**REQUIRED ACTION:** Lines before the one containing "229L309 201L305 316L310" are left out; return that line and all lines after it, exactly, through the end of the records below.

[Dataset entries]
○ ○ ○ ○

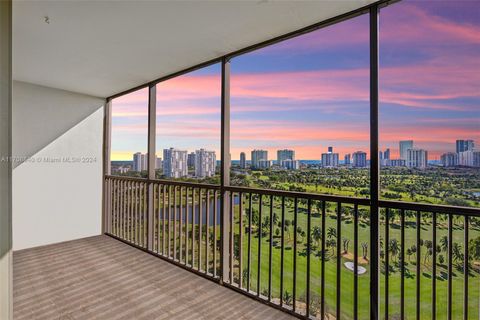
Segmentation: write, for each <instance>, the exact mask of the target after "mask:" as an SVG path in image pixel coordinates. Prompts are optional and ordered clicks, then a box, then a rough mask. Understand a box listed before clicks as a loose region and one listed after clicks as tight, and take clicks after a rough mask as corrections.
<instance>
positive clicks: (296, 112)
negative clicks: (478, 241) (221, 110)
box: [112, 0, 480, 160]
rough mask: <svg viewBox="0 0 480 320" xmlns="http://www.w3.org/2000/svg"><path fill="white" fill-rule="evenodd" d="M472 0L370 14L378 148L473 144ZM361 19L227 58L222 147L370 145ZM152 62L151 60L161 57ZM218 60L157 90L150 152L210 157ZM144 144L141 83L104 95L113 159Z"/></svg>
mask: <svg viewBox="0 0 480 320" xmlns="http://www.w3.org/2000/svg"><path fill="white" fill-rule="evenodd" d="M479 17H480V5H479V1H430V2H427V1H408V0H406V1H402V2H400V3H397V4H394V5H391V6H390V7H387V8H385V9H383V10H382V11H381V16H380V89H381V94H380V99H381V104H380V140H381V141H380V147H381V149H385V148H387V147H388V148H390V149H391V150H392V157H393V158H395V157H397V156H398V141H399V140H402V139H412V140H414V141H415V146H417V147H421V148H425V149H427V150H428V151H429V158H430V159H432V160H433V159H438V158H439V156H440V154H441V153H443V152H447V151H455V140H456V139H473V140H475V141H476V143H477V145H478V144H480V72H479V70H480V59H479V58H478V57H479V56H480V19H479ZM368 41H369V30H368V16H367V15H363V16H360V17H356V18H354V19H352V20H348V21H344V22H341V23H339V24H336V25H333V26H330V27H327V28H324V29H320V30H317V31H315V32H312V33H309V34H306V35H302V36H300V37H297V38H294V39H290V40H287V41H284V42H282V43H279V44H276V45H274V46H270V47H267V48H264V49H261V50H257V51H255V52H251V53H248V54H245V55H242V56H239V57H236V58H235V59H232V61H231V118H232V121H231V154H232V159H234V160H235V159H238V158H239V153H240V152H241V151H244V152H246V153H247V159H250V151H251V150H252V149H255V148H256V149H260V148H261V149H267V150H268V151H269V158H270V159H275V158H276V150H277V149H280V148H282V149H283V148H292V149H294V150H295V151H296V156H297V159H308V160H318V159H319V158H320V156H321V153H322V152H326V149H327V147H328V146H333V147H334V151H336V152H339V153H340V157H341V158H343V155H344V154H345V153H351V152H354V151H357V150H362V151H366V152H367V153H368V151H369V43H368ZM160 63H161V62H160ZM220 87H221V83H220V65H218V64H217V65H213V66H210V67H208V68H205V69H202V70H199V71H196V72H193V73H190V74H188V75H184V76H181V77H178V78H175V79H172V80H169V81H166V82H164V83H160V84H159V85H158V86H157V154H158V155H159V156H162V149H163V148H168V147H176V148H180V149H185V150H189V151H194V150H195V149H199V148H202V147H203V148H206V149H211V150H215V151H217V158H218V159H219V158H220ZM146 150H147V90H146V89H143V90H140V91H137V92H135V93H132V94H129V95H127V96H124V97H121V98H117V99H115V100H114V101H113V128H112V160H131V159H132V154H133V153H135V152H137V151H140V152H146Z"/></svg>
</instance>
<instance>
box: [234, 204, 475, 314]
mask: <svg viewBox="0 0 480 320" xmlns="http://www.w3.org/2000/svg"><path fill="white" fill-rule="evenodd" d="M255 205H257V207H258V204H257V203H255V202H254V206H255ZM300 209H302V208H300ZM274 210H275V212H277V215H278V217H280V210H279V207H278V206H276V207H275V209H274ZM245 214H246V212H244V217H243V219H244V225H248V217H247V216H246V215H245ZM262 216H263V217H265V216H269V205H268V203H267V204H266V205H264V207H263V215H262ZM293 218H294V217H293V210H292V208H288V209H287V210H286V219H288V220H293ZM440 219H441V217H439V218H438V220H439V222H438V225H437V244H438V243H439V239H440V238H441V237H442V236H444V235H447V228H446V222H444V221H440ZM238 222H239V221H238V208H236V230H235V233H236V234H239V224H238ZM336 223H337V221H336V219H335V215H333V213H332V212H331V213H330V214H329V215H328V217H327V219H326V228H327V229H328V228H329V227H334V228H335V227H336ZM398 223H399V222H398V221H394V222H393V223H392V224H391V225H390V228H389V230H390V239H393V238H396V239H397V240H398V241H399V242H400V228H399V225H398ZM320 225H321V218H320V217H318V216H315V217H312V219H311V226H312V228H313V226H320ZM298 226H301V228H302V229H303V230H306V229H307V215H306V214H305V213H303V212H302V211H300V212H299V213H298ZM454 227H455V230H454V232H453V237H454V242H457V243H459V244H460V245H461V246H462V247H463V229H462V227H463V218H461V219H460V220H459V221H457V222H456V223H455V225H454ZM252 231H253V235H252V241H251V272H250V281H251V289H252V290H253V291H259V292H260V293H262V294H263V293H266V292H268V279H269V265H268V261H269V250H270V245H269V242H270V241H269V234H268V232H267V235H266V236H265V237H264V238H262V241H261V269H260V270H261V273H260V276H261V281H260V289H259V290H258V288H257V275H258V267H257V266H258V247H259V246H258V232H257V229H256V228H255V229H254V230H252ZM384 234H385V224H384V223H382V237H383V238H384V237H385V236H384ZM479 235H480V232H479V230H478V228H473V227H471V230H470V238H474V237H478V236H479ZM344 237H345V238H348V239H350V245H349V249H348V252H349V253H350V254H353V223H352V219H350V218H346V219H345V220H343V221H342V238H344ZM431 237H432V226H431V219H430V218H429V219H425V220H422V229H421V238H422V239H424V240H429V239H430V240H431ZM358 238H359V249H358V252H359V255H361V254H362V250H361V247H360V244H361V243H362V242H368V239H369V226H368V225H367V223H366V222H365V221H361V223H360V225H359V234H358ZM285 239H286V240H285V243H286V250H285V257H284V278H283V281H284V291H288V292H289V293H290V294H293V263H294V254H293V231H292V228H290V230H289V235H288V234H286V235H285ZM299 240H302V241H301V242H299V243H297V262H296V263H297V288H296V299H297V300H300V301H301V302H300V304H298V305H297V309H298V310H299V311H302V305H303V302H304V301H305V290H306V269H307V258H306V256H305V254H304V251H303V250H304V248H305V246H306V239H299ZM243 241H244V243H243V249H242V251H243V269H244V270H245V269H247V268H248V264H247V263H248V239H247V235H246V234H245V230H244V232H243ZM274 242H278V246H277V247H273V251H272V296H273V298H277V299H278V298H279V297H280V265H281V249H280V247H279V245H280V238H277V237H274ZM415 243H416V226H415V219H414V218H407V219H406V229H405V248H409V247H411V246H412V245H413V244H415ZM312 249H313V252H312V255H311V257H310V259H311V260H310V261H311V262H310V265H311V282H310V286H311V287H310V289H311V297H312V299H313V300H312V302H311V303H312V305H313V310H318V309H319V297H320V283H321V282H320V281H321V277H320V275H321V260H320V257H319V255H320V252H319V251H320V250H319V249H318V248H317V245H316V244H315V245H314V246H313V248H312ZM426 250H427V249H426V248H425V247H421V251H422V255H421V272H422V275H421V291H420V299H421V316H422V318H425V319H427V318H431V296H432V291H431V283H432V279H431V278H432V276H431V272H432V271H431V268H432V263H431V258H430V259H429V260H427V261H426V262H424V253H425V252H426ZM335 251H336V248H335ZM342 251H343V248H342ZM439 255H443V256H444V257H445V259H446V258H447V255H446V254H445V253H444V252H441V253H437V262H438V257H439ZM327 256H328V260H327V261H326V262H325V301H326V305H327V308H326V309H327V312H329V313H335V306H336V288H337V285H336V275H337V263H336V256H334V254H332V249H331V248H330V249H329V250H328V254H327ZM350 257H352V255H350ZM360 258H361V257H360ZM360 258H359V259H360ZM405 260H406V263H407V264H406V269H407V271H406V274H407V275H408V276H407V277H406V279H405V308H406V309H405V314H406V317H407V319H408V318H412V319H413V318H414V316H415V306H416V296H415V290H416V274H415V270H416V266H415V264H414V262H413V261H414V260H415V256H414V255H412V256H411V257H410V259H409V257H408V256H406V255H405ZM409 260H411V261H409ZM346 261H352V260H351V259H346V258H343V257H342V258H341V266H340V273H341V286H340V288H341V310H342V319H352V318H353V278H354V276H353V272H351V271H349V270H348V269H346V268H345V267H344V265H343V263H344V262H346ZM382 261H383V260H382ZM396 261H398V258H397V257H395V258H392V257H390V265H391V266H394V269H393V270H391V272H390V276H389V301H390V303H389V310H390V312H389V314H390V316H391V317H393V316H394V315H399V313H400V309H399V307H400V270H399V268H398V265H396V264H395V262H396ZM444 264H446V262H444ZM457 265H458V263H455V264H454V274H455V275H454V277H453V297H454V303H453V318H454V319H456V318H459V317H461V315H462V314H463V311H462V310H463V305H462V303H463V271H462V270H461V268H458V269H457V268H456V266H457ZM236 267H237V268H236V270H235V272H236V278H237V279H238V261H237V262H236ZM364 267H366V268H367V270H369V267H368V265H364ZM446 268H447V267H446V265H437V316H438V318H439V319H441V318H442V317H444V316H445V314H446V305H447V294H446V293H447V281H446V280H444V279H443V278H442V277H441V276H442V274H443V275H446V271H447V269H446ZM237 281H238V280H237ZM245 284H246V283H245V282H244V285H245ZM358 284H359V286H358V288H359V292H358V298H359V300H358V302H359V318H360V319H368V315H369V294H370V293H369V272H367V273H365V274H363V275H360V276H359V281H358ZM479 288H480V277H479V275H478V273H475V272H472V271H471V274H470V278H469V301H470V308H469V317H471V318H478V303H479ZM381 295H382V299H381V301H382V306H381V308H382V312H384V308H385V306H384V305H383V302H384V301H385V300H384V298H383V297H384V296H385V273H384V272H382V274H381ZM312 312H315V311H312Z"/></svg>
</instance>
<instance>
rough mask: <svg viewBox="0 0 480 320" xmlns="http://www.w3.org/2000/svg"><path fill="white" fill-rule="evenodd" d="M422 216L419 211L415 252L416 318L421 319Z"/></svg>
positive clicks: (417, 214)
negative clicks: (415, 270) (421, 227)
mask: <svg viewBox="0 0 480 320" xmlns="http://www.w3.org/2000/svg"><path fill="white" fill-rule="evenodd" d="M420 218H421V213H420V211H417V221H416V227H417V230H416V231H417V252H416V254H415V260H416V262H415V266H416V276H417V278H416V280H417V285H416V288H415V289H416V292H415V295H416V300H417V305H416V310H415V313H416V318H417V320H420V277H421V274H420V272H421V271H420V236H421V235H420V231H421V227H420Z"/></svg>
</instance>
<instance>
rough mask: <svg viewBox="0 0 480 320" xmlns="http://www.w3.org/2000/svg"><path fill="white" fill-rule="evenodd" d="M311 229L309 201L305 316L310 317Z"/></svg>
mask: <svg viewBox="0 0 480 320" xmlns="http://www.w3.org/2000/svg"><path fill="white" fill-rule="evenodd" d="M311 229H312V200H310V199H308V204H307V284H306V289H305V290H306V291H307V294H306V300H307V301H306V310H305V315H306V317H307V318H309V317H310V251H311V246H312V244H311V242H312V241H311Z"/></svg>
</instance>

○ ○ ○ ○

**WORKED SOLUTION:**
rough mask: <svg viewBox="0 0 480 320" xmlns="http://www.w3.org/2000/svg"><path fill="white" fill-rule="evenodd" d="M311 229L309 201L305 316L310 317Z"/></svg>
mask: <svg viewBox="0 0 480 320" xmlns="http://www.w3.org/2000/svg"><path fill="white" fill-rule="evenodd" d="M311 229H312V200H310V199H308V204H307V284H306V289H305V290H306V291H307V294H306V300H307V301H306V310H305V315H306V317H307V318H309V317H310V251H311V246H312V244H311V242H312V241H311Z"/></svg>
</instance>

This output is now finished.